You can specify your own tiled pattern fills for various area layers if you really want to. Some of the default patterns are shown below. (You might be better off doing this in Photoshop, however.)

patterns:
  sand:                   # a diagonal dot pattern for sand
    01,10,01,00,00,00
    10,50,10,00,00,00
    01,10,01,00,00,00
    00,00,00,01,10,01
    00,00,00,10,50,10
    00,00,00,01,10,01
  orchards-plantations:   # a checker-board pattern for orchards, vineyards etc.
    111110000
    111110000
    111110000
    111110000
    111110000
    000000000
    000000000
    000000000
    000000000

Finally, specify any layers which you would like to be lifted slightly with a 'glow' effect. This is simply a slight glow behind the label text to enhance its contrast against the map beneath. (By default, glow is applied to labels, UTM eastings and UTM northings.) The default glow effect should be sufficient in most cases.

glow:
  labels: true      # specify 'true' to apply the default glow (white, 80% strength, 0.2mm thick) ...
  utm-55-eastings:     # ... or you can override the colour, strength and/or size individually
    colour: white   # white-coloured glow
    amount: 100     # 100% strength
    radius: 0.2     # 0.2mm thickness

Georeferencing

The map projection used is transverse mercator, with a central meridian corresponding to the map's centre. This conformal projection is ideal for topographic maps. A grid for the relevant UTM zone(s) (usually zone 55 or 56) can be added to the map (for use with a GPS) by including the UTM grid layers. All output layers (including the aerial imagery and shaded relief layers) are precisely aligned and in the same projection.
::::::::
→ **Set of tasks**
A - Translate this sentence from the map configuration notes into Spanish: "This conformal projection is ideal for topographic maps."
B - Reproduce the part of the map configuration notes between "Finally, specify any" and "0.2mm thick) ...", inclusive.

→ **Data section**
::::::::
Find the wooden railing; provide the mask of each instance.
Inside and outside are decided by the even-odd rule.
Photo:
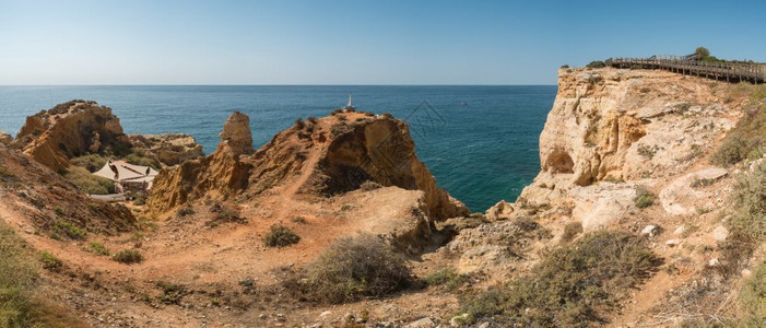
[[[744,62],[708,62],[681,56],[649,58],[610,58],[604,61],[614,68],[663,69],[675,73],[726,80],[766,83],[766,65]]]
::::::::
→ **Final answers**
A - Esta proyección conforme es ideal para mapas topográficos.

B -
Finally, specify any layers which you would like to be lifted slightly with a 'glow' effect. This is simply a slight glow behind the label text to enhance its contrast against the map beneath. (By default, glow is applied to labels, UTM eastings and UTM northings.) The default glow effect should be sufficient in most cases.

glow:
  labels: true      # specify 'true' to apply the default glow (white, 80% strength, 0.2mm thick) ...